[Collected data entries]
++++++++++

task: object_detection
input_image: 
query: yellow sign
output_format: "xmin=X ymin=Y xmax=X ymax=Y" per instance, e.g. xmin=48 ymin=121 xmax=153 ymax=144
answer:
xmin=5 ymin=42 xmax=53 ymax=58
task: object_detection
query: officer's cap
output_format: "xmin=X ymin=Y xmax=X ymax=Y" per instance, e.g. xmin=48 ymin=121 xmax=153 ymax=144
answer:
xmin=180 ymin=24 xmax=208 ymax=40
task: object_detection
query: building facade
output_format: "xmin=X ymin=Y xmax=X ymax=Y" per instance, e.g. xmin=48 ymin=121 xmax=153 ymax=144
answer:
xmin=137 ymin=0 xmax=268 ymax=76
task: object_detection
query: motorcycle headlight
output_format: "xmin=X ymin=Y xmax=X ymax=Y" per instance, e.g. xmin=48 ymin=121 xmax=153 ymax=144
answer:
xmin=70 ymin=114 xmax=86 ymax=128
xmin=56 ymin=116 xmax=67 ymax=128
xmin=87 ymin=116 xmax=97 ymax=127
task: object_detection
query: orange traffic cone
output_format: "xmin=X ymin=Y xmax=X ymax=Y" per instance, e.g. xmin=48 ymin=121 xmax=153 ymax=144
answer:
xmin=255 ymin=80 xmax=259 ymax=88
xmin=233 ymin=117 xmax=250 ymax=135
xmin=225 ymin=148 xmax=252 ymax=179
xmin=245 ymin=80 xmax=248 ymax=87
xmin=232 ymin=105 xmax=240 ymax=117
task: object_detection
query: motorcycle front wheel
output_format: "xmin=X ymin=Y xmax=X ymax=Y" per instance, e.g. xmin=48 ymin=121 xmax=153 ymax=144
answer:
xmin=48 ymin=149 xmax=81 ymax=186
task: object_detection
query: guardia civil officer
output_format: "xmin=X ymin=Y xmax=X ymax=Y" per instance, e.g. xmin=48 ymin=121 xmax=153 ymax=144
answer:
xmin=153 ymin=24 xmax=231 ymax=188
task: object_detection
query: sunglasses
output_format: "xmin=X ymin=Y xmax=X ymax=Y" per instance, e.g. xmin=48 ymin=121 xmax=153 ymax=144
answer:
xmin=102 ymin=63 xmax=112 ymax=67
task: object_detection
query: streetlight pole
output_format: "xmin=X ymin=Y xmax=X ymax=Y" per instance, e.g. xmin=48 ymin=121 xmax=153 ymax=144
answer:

++++++++++

### [Prompt]
Copy the records from the start through the line containing "xmin=5 ymin=42 xmax=53 ymax=58", switching "yellow sign" to "road sign" and leaving everything else unchanged.

### [Answer to the task]
task: object_detection
input_image: 
query: road sign
output_format: "xmin=X ymin=Y xmax=X ymax=Y" per instance, e.g. xmin=48 ymin=121 xmax=153 ymax=144
answer:
xmin=5 ymin=42 xmax=53 ymax=58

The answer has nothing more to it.